## DOCUMENT SOURCE
++++++++++++++++++++

Certes, chacun trouve confirmation de sa vérité dans les événements. Chacun trace son monde d’après ; il est suivant le cas plus écologiste (ralentir ou décroître), plus social-démocrate (il aurait fallu davantage de dépense publique), plus européen (l’UE a seule la taille pour nous sauver), plus technocratique (il faudrait davantage d’initiative et de multilatéralisme), plus souverainiste (et les frontières et la relocalisation ?)…

Pour le moment, la résilience des idées acceptées, sauf peut-être un hyper libéralisme qui refuserait toute intervention (mais que peu de gens professent pour le moment) semble forte. La catastrophe sanitaire bouleverse modérément la carte intellectuelle. Ainsi, les mouvements électoraux de fond (qui, dans les sondages, aboutissent avec constance à un second tour Macron/Le Pen, par exemple), se prolongent ; la passion dominante de la période, la peur, ne garantit mécaniquement ni une adhésion au discours des chefs en temps de crise, ni l’arrivée aux portes du pouvoir d’un mouvement anti-système.

Les effets politico-intellectuels de la Covid sont plutôt à chercher dans un rapport qui s’instaure avec la science et la vérité. D’une part, la plupart des discours (et a fortiori des décisions politiques) se réfèrent aux nécessités de la situation, aux constats scientifiques, à la loi des chiffres, aux avancées de la recherche, bref à un réel qui commanderait. Voire qui pourrait être modélisé pour prédire. Et, nous sommes submergés par la parole médiatique des experts.

++++++++++++++++++++

## MATÉRIEL D'ÉTUDE
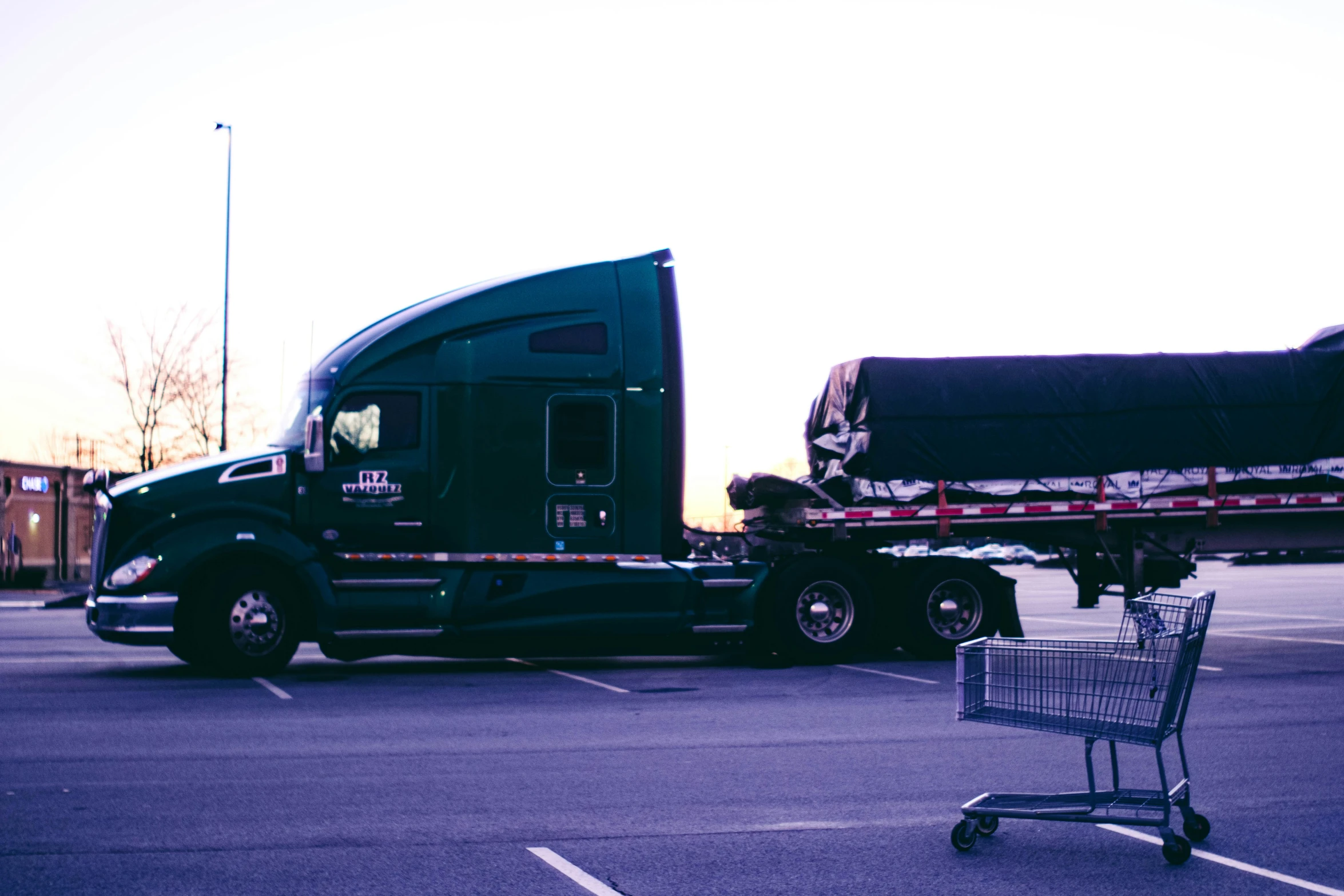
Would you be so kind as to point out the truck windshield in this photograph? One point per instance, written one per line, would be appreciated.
(303, 402)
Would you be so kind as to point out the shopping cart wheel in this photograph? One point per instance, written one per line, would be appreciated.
(1196, 828)
(1176, 852)
(964, 835)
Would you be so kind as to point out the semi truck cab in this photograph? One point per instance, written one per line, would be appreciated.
(498, 469)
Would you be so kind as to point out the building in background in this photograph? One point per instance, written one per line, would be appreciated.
(46, 525)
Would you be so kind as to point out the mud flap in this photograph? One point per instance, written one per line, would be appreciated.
(1010, 625)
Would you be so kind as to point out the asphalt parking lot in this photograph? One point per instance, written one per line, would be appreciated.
(124, 771)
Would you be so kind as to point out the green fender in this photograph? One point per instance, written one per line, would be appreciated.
(186, 551)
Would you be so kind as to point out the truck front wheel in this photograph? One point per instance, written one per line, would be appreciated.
(949, 605)
(823, 610)
(242, 624)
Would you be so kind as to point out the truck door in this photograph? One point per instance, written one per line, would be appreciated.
(373, 497)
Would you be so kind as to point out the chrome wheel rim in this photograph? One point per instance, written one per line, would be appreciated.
(956, 609)
(256, 626)
(824, 612)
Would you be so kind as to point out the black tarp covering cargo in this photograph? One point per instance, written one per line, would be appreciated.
(1001, 418)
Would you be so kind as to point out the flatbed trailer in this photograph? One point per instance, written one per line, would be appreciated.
(1138, 544)
(498, 471)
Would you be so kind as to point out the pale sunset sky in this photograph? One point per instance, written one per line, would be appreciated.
(836, 180)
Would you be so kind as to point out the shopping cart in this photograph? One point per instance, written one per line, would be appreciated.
(1134, 691)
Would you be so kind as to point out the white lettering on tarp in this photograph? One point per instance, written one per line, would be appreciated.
(371, 483)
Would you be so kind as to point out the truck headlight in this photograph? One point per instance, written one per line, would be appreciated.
(132, 572)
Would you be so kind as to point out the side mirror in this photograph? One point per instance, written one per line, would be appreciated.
(96, 481)
(315, 455)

++++++++++++++++++++

## CONSIGNE
Recopiez sans rien changer, dans le texte sur les effets politiques de la Covid, tout ce qui va de « Les effets politico-intellectuels » jusqu'à « médiatique des experts. ». Les entrées ne sont d'aucune utilité pour cet exercice.

## EXERCICE CORRIGÉ
Les effets politico-intellectuels de la Covid sont plutôt à chercher dans un rapport qui s’instaure avec la science et la vérité. D’une part, la plupart des discours (et a fortiori des décisions politiques) se réfèrent aux nécessités de la situation, aux constats scientifiques, à la loi des chiffres, aux avancées de la recherche, bref à un réel qui commanderait. Voire qui pourrait être modélisé pour prédire. Et, nous sommes submergés par la parole médiatique des experts.